> **ФРАГМЕНТ**:
Когда Брюсов в дооктябрьский период писал о Тамерлане Ассаргадоне, Александре Македонском, подобного рода экскурсы в прошлое были прямее, проще, естественнее. Теперь же они нередко воспринимаются как эстетический балласт, от которого поэт, шагнувший в новую эпоху, не может освободиться. Поэтому, в частности, послеоктябрьская поэзия Брюсова, несмотря на ряд блестящих художественных достижений, уступает в целом по качеству его прежним вещам. И хотя «новый» Брюсов гораздо дальновиднее, разнообразнее, а во многом и интереснее «старого», он все же не играет теперь в поэзии столь значительной роли, какая ему выпала раньше, в начале XX века.

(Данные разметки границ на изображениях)
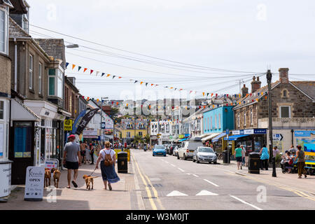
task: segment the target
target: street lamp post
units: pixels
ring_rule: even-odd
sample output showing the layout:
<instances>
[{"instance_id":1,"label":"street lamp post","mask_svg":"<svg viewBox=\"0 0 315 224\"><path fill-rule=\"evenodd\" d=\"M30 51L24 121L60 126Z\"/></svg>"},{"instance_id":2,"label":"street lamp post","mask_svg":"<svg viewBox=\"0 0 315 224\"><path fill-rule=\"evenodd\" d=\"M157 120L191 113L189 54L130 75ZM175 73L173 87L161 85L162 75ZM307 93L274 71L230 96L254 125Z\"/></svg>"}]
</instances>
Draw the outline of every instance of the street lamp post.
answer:
<instances>
[{"instance_id":1,"label":"street lamp post","mask_svg":"<svg viewBox=\"0 0 315 224\"><path fill-rule=\"evenodd\" d=\"M274 157L272 151L272 94L271 94L271 81L272 74L270 70L267 72L267 82L268 83L268 103L269 103L269 153L270 158L272 161L272 176L276 177L276 158Z\"/></svg>"}]
</instances>

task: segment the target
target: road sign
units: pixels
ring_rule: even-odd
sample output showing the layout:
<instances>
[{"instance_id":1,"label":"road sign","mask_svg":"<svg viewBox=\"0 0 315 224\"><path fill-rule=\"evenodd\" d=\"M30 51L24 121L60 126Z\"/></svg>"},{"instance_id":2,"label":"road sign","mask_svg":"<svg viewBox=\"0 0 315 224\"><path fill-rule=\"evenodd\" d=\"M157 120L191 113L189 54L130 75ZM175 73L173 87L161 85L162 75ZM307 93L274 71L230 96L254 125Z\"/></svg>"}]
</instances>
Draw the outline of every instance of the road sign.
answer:
<instances>
[{"instance_id":1,"label":"road sign","mask_svg":"<svg viewBox=\"0 0 315 224\"><path fill-rule=\"evenodd\" d=\"M274 134L272 139L274 141L281 141L284 136L281 134Z\"/></svg>"},{"instance_id":2,"label":"road sign","mask_svg":"<svg viewBox=\"0 0 315 224\"><path fill-rule=\"evenodd\" d=\"M72 131L72 120L64 120L64 130L65 131Z\"/></svg>"}]
</instances>

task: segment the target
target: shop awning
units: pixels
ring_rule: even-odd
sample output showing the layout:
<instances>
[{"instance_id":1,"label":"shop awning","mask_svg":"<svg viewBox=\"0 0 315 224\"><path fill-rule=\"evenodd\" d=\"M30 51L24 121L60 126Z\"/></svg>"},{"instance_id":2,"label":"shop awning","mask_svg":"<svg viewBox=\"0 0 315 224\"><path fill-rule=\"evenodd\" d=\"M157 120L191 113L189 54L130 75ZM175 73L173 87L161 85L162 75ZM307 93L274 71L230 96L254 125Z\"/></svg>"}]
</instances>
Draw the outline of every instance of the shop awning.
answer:
<instances>
[{"instance_id":1,"label":"shop awning","mask_svg":"<svg viewBox=\"0 0 315 224\"><path fill-rule=\"evenodd\" d=\"M220 134L217 136L214 137L212 139L212 142L216 142L216 141L219 141L220 138L224 137L225 135L226 135L225 132L222 132L221 134Z\"/></svg>"},{"instance_id":2,"label":"shop awning","mask_svg":"<svg viewBox=\"0 0 315 224\"><path fill-rule=\"evenodd\" d=\"M212 133L212 134L210 134L209 136L206 136L206 137L205 137L205 138L203 138L203 139L202 139L202 141L206 141L212 139L213 138L214 138L215 136L218 136L218 135L219 135L219 134L220 134L220 133Z\"/></svg>"},{"instance_id":3,"label":"shop awning","mask_svg":"<svg viewBox=\"0 0 315 224\"><path fill-rule=\"evenodd\" d=\"M249 134L238 134L238 135L232 135L229 136L229 141L235 141L237 139L244 137L246 136L248 136ZM224 138L224 140L227 140L226 137Z\"/></svg>"},{"instance_id":4,"label":"shop awning","mask_svg":"<svg viewBox=\"0 0 315 224\"><path fill-rule=\"evenodd\" d=\"M13 99L11 100L11 120L41 121L41 118L23 104Z\"/></svg>"}]
</instances>

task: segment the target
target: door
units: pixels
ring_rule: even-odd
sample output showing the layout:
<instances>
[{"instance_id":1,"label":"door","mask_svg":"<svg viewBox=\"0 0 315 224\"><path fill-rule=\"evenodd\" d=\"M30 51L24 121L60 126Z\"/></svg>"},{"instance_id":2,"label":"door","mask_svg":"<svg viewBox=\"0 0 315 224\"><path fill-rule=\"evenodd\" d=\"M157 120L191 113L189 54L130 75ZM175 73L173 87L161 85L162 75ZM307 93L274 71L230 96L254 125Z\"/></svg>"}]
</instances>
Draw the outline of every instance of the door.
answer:
<instances>
[{"instance_id":1,"label":"door","mask_svg":"<svg viewBox=\"0 0 315 224\"><path fill-rule=\"evenodd\" d=\"M9 160L12 164L12 185L24 185L27 167L34 166L34 122L13 121L10 129Z\"/></svg>"}]
</instances>

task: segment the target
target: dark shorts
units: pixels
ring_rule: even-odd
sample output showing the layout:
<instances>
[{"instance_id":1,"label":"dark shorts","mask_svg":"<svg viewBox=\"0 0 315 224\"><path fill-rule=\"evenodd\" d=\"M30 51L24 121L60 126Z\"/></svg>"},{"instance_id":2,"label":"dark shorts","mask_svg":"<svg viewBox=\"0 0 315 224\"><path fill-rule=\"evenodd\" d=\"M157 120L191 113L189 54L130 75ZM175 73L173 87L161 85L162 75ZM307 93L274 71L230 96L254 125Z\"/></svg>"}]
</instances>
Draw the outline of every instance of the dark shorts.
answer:
<instances>
[{"instance_id":1,"label":"dark shorts","mask_svg":"<svg viewBox=\"0 0 315 224\"><path fill-rule=\"evenodd\" d=\"M69 162L66 161L66 167L68 169L78 169L78 162Z\"/></svg>"}]
</instances>

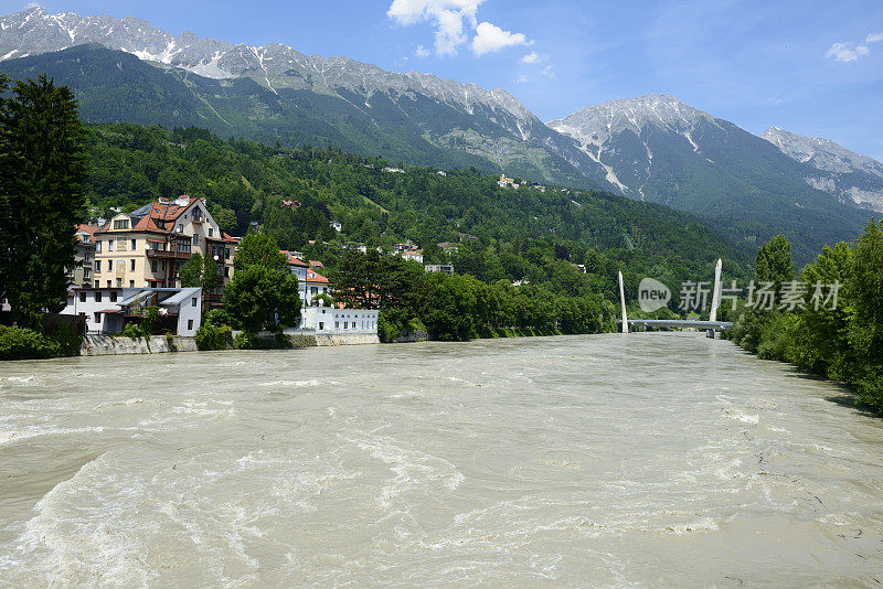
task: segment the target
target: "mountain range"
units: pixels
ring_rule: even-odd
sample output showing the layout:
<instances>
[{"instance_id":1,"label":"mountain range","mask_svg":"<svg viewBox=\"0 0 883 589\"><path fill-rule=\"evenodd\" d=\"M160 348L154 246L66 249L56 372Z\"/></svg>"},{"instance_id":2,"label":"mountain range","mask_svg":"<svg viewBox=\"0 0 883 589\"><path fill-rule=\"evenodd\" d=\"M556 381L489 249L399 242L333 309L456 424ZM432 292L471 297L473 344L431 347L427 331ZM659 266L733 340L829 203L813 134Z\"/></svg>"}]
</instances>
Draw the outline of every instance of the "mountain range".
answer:
<instances>
[{"instance_id":1,"label":"mountain range","mask_svg":"<svg viewBox=\"0 0 883 589\"><path fill-rule=\"evenodd\" d=\"M776 128L757 137L666 94L544 124L503 89L42 8L0 18L0 60L13 78L70 85L89 121L198 126L594 188L699 213L741 239L784 232L806 253L883 211L879 162Z\"/></svg>"}]
</instances>

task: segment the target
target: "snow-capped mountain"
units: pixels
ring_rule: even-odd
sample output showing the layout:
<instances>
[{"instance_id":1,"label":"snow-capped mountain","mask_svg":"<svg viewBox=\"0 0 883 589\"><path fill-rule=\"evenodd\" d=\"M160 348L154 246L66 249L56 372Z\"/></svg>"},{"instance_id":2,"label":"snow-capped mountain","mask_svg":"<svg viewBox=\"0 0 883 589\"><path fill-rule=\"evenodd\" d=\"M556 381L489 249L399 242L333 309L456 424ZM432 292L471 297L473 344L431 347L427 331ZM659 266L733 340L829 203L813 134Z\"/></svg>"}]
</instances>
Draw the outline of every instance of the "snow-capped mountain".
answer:
<instances>
[{"instance_id":1,"label":"snow-capped mountain","mask_svg":"<svg viewBox=\"0 0 883 589\"><path fill-rule=\"evenodd\" d=\"M790 237L806 237L807 254L854 236L866 215L852 201L871 201L857 190L876 190L854 182L831 190L822 168L667 94L589 106L544 125L503 89L278 43L172 35L131 17L42 8L0 17L0 73L47 74L68 85L92 122L192 125L224 138L331 144L598 188L699 213L748 239L785 223Z\"/></svg>"},{"instance_id":2,"label":"snow-capped mountain","mask_svg":"<svg viewBox=\"0 0 883 589\"><path fill-rule=\"evenodd\" d=\"M469 111L477 105L504 110L529 125L533 114L508 92L442 79L432 74L396 74L348 57L304 55L280 43L263 46L200 39L185 31L178 36L134 17L81 17L73 12L50 14L36 7L0 18L0 58L9 60L97 43L131 53L141 60L187 69L204 77L225 79L249 76L270 90L277 87L313 92L409 90L437 97ZM526 133L526 129L523 131Z\"/></svg>"},{"instance_id":3,"label":"snow-capped mountain","mask_svg":"<svg viewBox=\"0 0 883 589\"><path fill-rule=\"evenodd\" d=\"M711 115L669 94L650 94L589 106L547 125L576 139L581 149L604 167L610 184L641 200L659 200L656 194L645 193L653 173L653 150L648 135L664 132L670 136L669 140L689 142L693 152L700 153L693 135L701 132L701 126L723 128ZM624 139L628 144L623 144ZM661 200L670 201L669 195L661 196Z\"/></svg>"},{"instance_id":4,"label":"snow-capped mountain","mask_svg":"<svg viewBox=\"0 0 883 589\"><path fill-rule=\"evenodd\" d=\"M829 139L804 137L770 127L760 137L783 153L806 164L807 183L844 202L883 211L883 163L855 153Z\"/></svg>"},{"instance_id":5,"label":"snow-capped mountain","mask_svg":"<svg viewBox=\"0 0 883 589\"><path fill-rule=\"evenodd\" d=\"M406 115L405 125L418 127L416 136L428 140L432 149L466 152L531 179L572 183L582 179L582 183L604 185L600 169L573 141L551 131L500 88L486 89L417 72L385 72L348 57L308 56L279 43L256 47L200 39L190 32L172 35L131 17L50 14L33 8L0 18L0 61L89 43L219 82L249 78L276 96L281 93L286 99L292 92L333 97L347 103L342 108L359 111L353 116L396 135L402 121L391 124L389 113L384 113L392 103L398 115ZM405 159L404 153L390 152L389 148L386 151L386 157ZM466 163L461 160L457 161Z\"/></svg>"}]
</instances>

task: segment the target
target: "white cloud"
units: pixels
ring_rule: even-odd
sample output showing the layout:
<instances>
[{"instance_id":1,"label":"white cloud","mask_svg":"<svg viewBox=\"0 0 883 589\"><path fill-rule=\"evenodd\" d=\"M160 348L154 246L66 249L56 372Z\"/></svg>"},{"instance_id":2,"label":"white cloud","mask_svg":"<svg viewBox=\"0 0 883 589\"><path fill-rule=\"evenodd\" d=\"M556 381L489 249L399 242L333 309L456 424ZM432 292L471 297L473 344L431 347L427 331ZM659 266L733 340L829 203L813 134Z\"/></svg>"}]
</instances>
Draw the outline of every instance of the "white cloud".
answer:
<instances>
[{"instance_id":1,"label":"white cloud","mask_svg":"<svg viewBox=\"0 0 883 589\"><path fill-rule=\"evenodd\" d=\"M541 61L543 61L542 55L540 55L535 51L528 53L521 60L519 60L519 62L526 64L540 63Z\"/></svg>"},{"instance_id":2,"label":"white cloud","mask_svg":"<svg viewBox=\"0 0 883 589\"><path fill-rule=\"evenodd\" d=\"M397 24L407 26L429 22L435 28L435 52L455 55L466 43L464 21L476 26L476 12L485 0L393 0L386 15Z\"/></svg>"},{"instance_id":3,"label":"white cloud","mask_svg":"<svg viewBox=\"0 0 883 589\"><path fill-rule=\"evenodd\" d=\"M834 60L838 62L854 62L859 57L870 55L871 47L868 45L871 45L872 43L879 43L881 41L883 41L883 33L872 33L864 38L864 43L834 43L825 53L825 56L829 60Z\"/></svg>"},{"instance_id":4,"label":"white cloud","mask_svg":"<svg viewBox=\"0 0 883 589\"><path fill-rule=\"evenodd\" d=\"M482 22L476 28L476 36L472 39L472 53L485 55L500 51L504 47L514 45L532 45L533 41L528 41L524 33L512 33L503 31L496 24Z\"/></svg>"}]
</instances>

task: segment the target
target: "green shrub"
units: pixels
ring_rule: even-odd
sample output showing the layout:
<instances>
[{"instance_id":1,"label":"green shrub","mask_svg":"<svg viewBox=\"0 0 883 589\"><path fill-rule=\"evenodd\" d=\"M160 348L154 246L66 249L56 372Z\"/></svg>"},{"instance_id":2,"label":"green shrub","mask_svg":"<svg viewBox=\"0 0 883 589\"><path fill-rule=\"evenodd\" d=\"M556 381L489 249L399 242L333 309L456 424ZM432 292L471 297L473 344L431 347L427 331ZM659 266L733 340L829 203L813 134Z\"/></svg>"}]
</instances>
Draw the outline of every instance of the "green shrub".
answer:
<instances>
[{"instance_id":1,"label":"green shrub","mask_svg":"<svg viewBox=\"0 0 883 589\"><path fill-rule=\"evenodd\" d=\"M204 323L211 323L216 328L223 325L231 325L233 328L237 326L226 309L212 309L211 311L206 312L203 320L203 324Z\"/></svg>"},{"instance_id":2,"label":"green shrub","mask_svg":"<svg viewBox=\"0 0 883 589\"><path fill-rule=\"evenodd\" d=\"M159 331L159 307L148 307L141 319L141 331L147 335L153 335Z\"/></svg>"},{"instance_id":3,"label":"green shrub","mask_svg":"<svg viewBox=\"0 0 883 589\"><path fill-rule=\"evenodd\" d=\"M145 336L145 330L138 323L127 323L120 335L137 340Z\"/></svg>"},{"instance_id":4,"label":"green shrub","mask_svg":"<svg viewBox=\"0 0 883 589\"><path fill-rule=\"evenodd\" d=\"M241 331L236 334L236 350L254 350L257 347L255 343L255 336L253 333Z\"/></svg>"},{"instance_id":5,"label":"green shrub","mask_svg":"<svg viewBox=\"0 0 883 589\"><path fill-rule=\"evenodd\" d=\"M196 331L196 349L226 350L228 347L233 347L233 330L228 325L215 326L211 323L203 323Z\"/></svg>"},{"instance_id":6,"label":"green shrub","mask_svg":"<svg viewBox=\"0 0 883 589\"><path fill-rule=\"evenodd\" d=\"M44 358L55 351L56 346L42 333L0 325L0 360Z\"/></svg>"}]
</instances>

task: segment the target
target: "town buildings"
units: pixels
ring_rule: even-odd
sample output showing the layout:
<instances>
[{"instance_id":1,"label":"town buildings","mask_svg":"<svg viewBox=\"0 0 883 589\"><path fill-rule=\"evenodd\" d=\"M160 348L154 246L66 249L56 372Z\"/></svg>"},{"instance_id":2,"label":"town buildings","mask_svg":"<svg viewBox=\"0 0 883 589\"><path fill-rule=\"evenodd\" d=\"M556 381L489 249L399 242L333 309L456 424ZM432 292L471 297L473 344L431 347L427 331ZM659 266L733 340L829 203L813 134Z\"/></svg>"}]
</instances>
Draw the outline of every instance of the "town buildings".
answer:
<instances>
[{"instance_id":1,"label":"town buildings","mask_svg":"<svg viewBox=\"0 0 883 589\"><path fill-rule=\"evenodd\" d=\"M61 314L85 317L88 333L111 335L127 323L140 323L149 307L159 309L160 331L193 336L200 329L202 289L75 287Z\"/></svg>"},{"instance_id":2,"label":"town buildings","mask_svg":"<svg viewBox=\"0 0 883 589\"><path fill-rule=\"evenodd\" d=\"M423 268L427 272L442 272L448 276L454 275L454 265L451 264L427 264Z\"/></svg>"},{"instance_id":3,"label":"town buildings","mask_svg":"<svg viewBox=\"0 0 883 589\"><path fill-rule=\"evenodd\" d=\"M238 240L225 234L209 214L204 199L160 199L131 213L114 215L94 233L95 288L173 288L190 257L200 253L217 264L221 285L205 293L220 303L233 276Z\"/></svg>"},{"instance_id":4,"label":"town buildings","mask_svg":"<svg viewBox=\"0 0 883 589\"><path fill-rule=\"evenodd\" d=\"M336 309L307 307L301 314L300 329L316 333L376 333L376 309Z\"/></svg>"},{"instance_id":5,"label":"town buildings","mask_svg":"<svg viewBox=\"0 0 883 589\"><path fill-rule=\"evenodd\" d=\"M331 283L328 278L316 271L312 264L295 256L291 251L280 250L288 261L288 269L297 277L300 300L304 307L312 304L312 299L320 294L330 294ZM321 265L321 263L316 263Z\"/></svg>"}]
</instances>

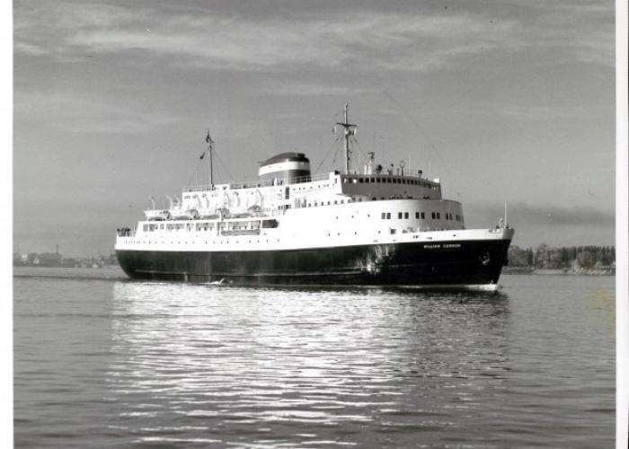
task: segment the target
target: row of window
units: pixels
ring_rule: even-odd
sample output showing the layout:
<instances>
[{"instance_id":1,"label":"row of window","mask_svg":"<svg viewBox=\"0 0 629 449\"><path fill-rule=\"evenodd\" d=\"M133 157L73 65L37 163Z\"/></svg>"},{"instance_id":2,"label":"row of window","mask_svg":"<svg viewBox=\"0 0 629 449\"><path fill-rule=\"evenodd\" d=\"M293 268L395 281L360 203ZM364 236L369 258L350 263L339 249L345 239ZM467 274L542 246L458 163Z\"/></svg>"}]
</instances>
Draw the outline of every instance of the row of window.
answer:
<instances>
[{"instance_id":1,"label":"row of window","mask_svg":"<svg viewBox=\"0 0 629 449\"><path fill-rule=\"evenodd\" d=\"M275 228L278 227L278 220L271 218L267 220L254 220L251 222L226 222L221 223L219 228L222 230L228 231L240 231L240 230L255 230L260 229L261 225L262 228ZM142 225L142 229L145 233L152 233L157 231L158 229L166 231L212 231L214 229L213 223L169 223L169 224L154 224L146 223Z\"/></svg>"},{"instance_id":2,"label":"row of window","mask_svg":"<svg viewBox=\"0 0 629 449\"><path fill-rule=\"evenodd\" d=\"M403 218L408 219L409 217L410 217L410 214L408 212L398 212L397 213L397 218L399 220L402 220ZM441 219L441 213L430 212L430 217L433 220L440 220ZM458 214L451 214L449 212L447 212L446 214L444 214L444 217L446 218L446 220L456 220L457 222L463 221L462 216L459 216ZM380 216L380 218L382 218L383 220L390 220L391 219L391 212L383 212ZM415 212L415 218L425 220L426 219L426 213L425 212Z\"/></svg>"},{"instance_id":3,"label":"row of window","mask_svg":"<svg viewBox=\"0 0 629 449\"><path fill-rule=\"evenodd\" d=\"M365 178L344 178L343 182L346 184L348 183L352 183L352 184L362 184L362 183L382 183L382 184L407 184L411 186L421 186L425 187L427 189L432 189L433 190L439 190L439 186L431 184L429 182L426 182L425 180L413 180L413 179L407 179L407 178L391 178L389 176L373 176L373 177L365 177Z\"/></svg>"}]
</instances>

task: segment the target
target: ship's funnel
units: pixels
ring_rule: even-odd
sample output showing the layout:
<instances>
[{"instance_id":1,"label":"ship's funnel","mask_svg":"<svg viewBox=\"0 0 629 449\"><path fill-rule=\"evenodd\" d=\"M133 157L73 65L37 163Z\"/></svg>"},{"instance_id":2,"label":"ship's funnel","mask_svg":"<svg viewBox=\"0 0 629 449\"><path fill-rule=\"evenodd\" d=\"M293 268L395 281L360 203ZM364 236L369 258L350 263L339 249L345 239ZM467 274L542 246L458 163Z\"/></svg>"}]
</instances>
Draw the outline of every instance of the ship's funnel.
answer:
<instances>
[{"instance_id":1,"label":"ship's funnel","mask_svg":"<svg viewBox=\"0 0 629 449\"><path fill-rule=\"evenodd\" d=\"M303 153L282 153L260 164L261 180L277 180L278 183L310 180L310 161Z\"/></svg>"}]
</instances>

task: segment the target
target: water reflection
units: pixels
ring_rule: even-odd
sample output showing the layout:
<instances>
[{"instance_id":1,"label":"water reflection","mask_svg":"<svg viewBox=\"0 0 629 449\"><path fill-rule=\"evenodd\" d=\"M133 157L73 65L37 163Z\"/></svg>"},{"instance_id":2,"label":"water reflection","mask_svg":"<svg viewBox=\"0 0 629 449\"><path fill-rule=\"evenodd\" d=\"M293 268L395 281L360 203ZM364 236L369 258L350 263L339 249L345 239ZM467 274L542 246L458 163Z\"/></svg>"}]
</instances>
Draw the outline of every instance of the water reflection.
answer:
<instances>
[{"instance_id":1,"label":"water reflection","mask_svg":"<svg viewBox=\"0 0 629 449\"><path fill-rule=\"evenodd\" d=\"M509 316L501 294L116 282L112 428L199 445L443 439L505 388Z\"/></svg>"}]
</instances>

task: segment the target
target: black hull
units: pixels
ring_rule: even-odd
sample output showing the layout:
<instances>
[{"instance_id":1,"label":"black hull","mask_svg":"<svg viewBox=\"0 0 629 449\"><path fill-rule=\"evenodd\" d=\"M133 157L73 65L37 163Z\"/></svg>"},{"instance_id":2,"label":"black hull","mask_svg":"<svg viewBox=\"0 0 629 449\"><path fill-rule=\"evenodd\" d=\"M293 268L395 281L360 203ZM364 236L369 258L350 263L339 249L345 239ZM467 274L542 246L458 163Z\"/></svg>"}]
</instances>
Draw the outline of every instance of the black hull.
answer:
<instances>
[{"instance_id":1,"label":"black hull","mask_svg":"<svg viewBox=\"0 0 629 449\"><path fill-rule=\"evenodd\" d=\"M117 250L134 279L235 285L495 285L509 240L404 242L307 250L153 251Z\"/></svg>"}]
</instances>

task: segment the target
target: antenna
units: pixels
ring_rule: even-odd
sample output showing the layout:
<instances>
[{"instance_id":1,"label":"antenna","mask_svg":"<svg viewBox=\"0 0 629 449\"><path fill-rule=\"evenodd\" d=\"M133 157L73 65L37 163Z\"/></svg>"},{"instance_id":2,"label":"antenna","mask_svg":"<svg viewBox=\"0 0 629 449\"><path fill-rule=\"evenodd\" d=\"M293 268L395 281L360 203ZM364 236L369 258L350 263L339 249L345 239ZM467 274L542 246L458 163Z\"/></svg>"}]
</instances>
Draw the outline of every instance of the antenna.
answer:
<instances>
[{"instance_id":1,"label":"antenna","mask_svg":"<svg viewBox=\"0 0 629 449\"><path fill-rule=\"evenodd\" d=\"M337 125L343 127L343 141L345 143L345 174L350 174L350 136L356 135L356 125L352 125L347 121L347 111L350 109L350 104L345 103L345 121L336 122Z\"/></svg>"},{"instance_id":2,"label":"antenna","mask_svg":"<svg viewBox=\"0 0 629 449\"><path fill-rule=\"evenodd\" d=\"M214 140L212 140L212 137L209 136L209 129L208 129L208 136L206 136L205 141L208 142L208 144L209 145L209 146L208 147L208 151L209 152L209 157L208 158L209 185L210 187L214 188L214 173L212 172L212 151L214 151Z\"/></svg>"}]
</instances>

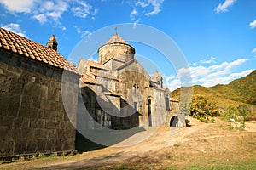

> **УСЛОВИЕ ЗАДАНИЯ**: Воспроизведите фрагмент о поэзии Брюсова целиком, слово в слово. Записи для работы не понадобятся.

> **ОТВЕТ**:
Когда Брюсов в дооктябрьский период писал о Тамерлане Ассаргадоне, Александре Македонском, подобного рода экскурсы в прошлое были прямее, проще, естественнее. Теперь же они нередко воспринимаются как эстетический балласт, от которого поэт, шагнувший в новую эпоху, не может освободиться. Поэтому, в частности, послеоктябрьская поэзия Брюсова, несмотря на ряд блестящих художественных достижений, уступает в целом по качеству его прежним вещам. И хотя «новый» Брюсов гораздо дальновиднее, разнообразнее, а во многом и интереснее «старого», он все же не играет теперь в поэзии столь значительной роли, какая ему выпала раньше, в начале XX века.